[EXERCISE REQUIREMENTS]: Repeat the listing in full, word for word.

[Some records]:
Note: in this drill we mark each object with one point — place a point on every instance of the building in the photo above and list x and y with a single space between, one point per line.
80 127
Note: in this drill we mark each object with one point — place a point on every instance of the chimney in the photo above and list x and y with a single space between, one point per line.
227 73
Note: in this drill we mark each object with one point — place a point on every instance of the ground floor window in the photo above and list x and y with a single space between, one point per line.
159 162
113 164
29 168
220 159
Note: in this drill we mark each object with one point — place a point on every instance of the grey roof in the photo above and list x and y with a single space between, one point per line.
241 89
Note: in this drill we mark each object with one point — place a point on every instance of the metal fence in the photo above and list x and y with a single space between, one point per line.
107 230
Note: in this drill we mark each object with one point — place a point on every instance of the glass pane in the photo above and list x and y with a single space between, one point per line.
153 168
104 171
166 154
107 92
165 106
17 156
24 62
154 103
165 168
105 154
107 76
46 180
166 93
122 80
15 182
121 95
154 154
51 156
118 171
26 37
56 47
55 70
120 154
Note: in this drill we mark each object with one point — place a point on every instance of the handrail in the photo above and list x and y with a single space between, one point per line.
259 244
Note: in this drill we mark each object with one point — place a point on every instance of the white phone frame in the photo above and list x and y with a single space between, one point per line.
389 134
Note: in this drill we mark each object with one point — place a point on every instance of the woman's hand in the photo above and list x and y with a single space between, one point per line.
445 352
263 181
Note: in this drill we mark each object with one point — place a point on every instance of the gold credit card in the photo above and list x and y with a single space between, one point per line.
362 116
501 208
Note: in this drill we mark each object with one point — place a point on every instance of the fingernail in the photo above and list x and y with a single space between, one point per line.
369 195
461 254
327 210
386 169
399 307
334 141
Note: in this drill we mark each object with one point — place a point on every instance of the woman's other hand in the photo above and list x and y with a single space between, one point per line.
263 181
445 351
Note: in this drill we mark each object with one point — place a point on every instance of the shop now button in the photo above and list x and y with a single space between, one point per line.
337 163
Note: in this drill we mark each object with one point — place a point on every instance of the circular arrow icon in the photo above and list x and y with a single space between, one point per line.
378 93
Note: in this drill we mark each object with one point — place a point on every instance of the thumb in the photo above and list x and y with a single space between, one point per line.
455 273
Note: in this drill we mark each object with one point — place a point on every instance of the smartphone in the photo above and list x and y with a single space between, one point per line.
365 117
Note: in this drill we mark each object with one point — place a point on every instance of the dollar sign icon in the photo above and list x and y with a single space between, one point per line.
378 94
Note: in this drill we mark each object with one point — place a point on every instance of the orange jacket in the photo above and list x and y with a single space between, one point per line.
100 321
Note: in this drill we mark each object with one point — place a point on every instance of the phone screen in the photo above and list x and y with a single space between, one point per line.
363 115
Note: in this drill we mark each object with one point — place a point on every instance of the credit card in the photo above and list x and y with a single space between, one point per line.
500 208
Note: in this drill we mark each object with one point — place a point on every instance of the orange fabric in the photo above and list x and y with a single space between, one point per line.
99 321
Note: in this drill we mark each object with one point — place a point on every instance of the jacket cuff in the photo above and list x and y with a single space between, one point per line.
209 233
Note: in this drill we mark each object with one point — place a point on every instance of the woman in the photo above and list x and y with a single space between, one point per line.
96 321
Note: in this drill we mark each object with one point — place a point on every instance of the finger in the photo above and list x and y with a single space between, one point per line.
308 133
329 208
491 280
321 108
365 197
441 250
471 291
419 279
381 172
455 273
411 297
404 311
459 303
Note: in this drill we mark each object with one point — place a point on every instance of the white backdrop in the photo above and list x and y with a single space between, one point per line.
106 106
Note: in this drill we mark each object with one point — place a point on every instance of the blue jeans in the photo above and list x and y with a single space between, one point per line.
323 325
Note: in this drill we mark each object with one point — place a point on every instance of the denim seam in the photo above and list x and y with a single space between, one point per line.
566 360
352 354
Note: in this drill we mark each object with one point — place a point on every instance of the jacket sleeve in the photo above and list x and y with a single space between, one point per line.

[FULL OUTPUT]:
Note: in this drill we mark each object with one point — place a point on every instance of the building in the photo above and list x and y with a single space between, one point per line.
80 127
Note: in this drill we mark each object with one point — place a point on every instance of the chimney in the photo above and list x and y with a single space between, one point per line.
227 73
Note: in this drill we mark each object with one point — place a point on every instance of the ground floor window in the photo above and list x and y with a single space between, one point per line.
159 162
113 164
29 168
220 159
Note: in this drill we mark each object with one point — place a point on every instance of the grey roof in the photo above and list x and y with a single space between, one point per line.
241 89
Note: in this drill we mark each object with one point — place a point on every instance of the metal fence in the photo above and list x and y with a single space between, one point per line.
107 230
Note: in this drill we mark each object with one point — place a point on every instance of the glass pane in the photo above and list x and y with a single space between, one point per line.
153 168
104 171
166 154
107 92
165 106
17 156
24 62
154 103
165 168
105 154
107 76
46 180
166 93
122 80
15 182
121 95
154 154
51 156
118 171
26 37
56 47
55 70
120 154
Note: in this drill we mark each object with one point — place a point on every instance of the handrail in the photo above and list x and y with a single space between, one point per line.
259 244
Note: in this drill we mark each object with one point — place a point on every instance of the white phone frame in the photo above and list x and y with a single space between, one point per line.
389 134
Note: in this drill we mark each object with one point — place a point on every instance of the woman's hand in the photo above and list x and y with a single space between, one point per line.
445 352
263 181
Note: in this drill we mark each object with one point — place a point on every instance of the gold credit card in the photo above and list x and y with a single space between, one point per line.
362 116
501 208
Note: in this drill we mark each object with one point — place a point on every instance of the fingernail in the photo above and list x and y with a single space between, one point per line.
369 195
461 254
327 210
386 169
399 307
334 141
Note: in this drill we mark each object with one point — place a point on every instance of the woman's other hand in the photo above and list x and y with a single space between, one point per line.
263 181
445 351
Note: in this drill we mark each object with one point — place a point on every instance of the shop now button in the photo above and list x and y with a single space between, one point per line.
337 163
Note: in this drill we mark each object with one point — place a point on every instance of the circular arrow icon in the photo above and list x and y with a single space between, one point per line.
378 93
Note: in this drill we mark each object with one point — place a point on every instance of the thumb in the photo above and list x and y with a single space between, one point per line.
455 273
Note: in this drill we mark each object with one point — place a point on every instance of the smartphone in the photo above and list x and y with a single space between, one point per line.
365 117
Note: in this drill we mark each object with one point — place a point on every instance of the dollar sign icon in the photo above and list x and y with a single space between, one point per line.
378 94
Note: in this drill we mark each object with one point — place a point on every instance of the orange jacket in the photo above and list x and y with a single space between, one point per line.
100 321
Note: in this drill we mark each object with one point — place a point on every instance of the phone screen in the photo above and list x and y with a single space between, one point per line.
363 115
Note: in this drill we mark each object with one point — place a point on every instance of the credit card in the photo above and list x and y with a single space between, one point per line.
500 208
Note: in this drill we mark each object with one point — place a point on every instance of the orange fabric in the photo above and list x and y with a single space between, one point per line.
99 321
Note: in this drill we mark each object with one point — place a point on every instance of the jacket cuff in the photo above and list x and y with a single space between, one point per line.
209 233
Note: in this drill we mark each object with one point — place a point on every instance of the woman in the photo above and list x and y with a single space between, one point per line.
96 321
Note: in this drill we mark each object with one point — place a point on every instance of the finger in the photo above and list x and y with a single space between, one point per line.
308 133
329 208
491 280
321 108
365 197
441 250
471 291
419 279
381 172
455 273
411 297
404 311
459 303
Note: in this drill we mark each object with one point — place a point on every instance of the white backdrop in the photo above and list x and y with a single space between, one point per line.
106 106
Note: in this drill we mark each object with one point — place a point on every instance of the blue jeans in the photo above and list x and y with a single space between, one point per line.
323 325
Note: in this drill we mark each object with one point — place a point on every instance of the denim seam in the photo above and list x and y with a single space between, one point per line.
566 360
352 354
Note: in this drill we mark each object with one point — place a point on every instance of the jacket sleeve in the photo above and list x and y with a single space between, one point per line.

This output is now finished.